Victory-Angel : the “conversion” of a Roman divinity in Early Byzantine coinage.
Dimitrios Krikelikos (Université d’Aristote de Thessalonique)
After the final victory of Constantine I over Licinius, in 324 A.D., the depiction of the ancient gods on coins came gradually to its final end. Nevertheless, the imagery of some personifications was not completely abandoned, to the extent that it could serve the imperial ideology, in terms of political and religious propaganda. This also holds true of the winged Victory, who was now assigned a new role, one that conformed to the official religion of the Byzantine Empire. Such an appropriation of ancient symbols was rather symptomatic of the formation process of the new imperial ideology and theology, which largely involved the connection of the paganistic past with the Christian doctrine.
Constantine and his immediate successors enhanced the iconography of Victory on coins with Christian attributes, the presence of which, rather discreet at the beginning, was to become much more prominent under the Theodosian dynasty. To the eyes of the viewer of the Early Byzantine period, this new Christianized iconography of Victory relayed the bond between the state and the new religion and conveyed the new role of the figure, which was to allude to the predominance of Jesus Christ over paganism and – from an eschatological point of view – over death. The dissemination of such messages among the masses was effectively promoted by the wide circulation of coins and gradually led to the transformation of the airy, female Roman Victoria into a less delicate, sexless Byzantine Angel.

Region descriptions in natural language

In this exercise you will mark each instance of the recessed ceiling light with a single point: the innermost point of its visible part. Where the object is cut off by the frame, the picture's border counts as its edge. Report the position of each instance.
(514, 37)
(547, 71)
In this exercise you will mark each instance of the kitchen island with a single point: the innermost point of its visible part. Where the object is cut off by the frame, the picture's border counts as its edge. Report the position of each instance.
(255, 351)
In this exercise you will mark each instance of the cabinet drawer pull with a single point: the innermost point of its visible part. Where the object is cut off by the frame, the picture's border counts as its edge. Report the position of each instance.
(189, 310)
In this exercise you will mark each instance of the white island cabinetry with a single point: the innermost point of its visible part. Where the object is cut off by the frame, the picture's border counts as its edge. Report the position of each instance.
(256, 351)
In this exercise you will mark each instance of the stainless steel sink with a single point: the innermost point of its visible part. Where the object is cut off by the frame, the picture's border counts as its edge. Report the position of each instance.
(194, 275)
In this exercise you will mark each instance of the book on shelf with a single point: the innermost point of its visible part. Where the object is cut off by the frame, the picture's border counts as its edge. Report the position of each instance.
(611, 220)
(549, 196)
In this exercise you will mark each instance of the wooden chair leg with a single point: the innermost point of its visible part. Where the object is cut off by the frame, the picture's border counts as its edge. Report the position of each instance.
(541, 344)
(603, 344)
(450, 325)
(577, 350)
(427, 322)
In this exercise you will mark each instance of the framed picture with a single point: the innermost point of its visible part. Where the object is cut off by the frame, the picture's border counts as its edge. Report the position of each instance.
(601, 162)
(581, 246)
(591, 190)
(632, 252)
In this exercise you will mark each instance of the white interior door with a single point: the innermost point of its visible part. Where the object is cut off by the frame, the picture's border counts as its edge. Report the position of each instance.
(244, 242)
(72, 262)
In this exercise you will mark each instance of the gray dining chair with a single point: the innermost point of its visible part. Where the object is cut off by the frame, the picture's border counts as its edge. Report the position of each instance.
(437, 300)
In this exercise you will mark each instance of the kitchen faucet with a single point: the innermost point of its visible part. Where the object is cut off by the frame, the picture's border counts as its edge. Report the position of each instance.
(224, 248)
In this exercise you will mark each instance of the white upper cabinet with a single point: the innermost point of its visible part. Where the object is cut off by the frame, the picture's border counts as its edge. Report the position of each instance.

Task list:
(A) From the abstract on Victory in Early Byzantine coinage, copy the passage that begins at the words "After the final" and ends after the words "the Christian doctrine.".
(B) According to the abstract on Victory in Early Byzantine coinage, under which dynasty did the Christian attributes of Victory on coins become much more prominent?
(C) Summarize the abstract on Victory in Early Byzantine coinage in two sentences.

Responses to the exercise:
(A)
After the final victory of Constantine I over Licinius, in 324 A.D., the depiction of the ancient gods on coins came gradually to its final end. Nevertheless, the imagery of some personifications was not completely abandoned, to the extent that it could serve the imperial ideology, in terms of political and religious propaganda. This also holds true of the winged Victory, who was now assigned a new role, one that conformed to the official religion of the Byzantine Empire. Such an appropriation of ancient symbols was rather symptomatic of the formation process of the new imperial ideology and theology, which largely involved the connection of the paganistic past with the Christian doctrine.

(B) The Theodosian dynasty.

(C) After Constantine I defeated Licinius in 324 A.D., the ancient gods gradually disappeared from coins, but the winged Victory was kept and given a new role that suited the imperial ideology and the official religion. Constantine and his successors added Christian attributes to her image, and the wide circulation of coins spread its message, gradually turning the female Roman Victoria into a sexless Byzantine Angel.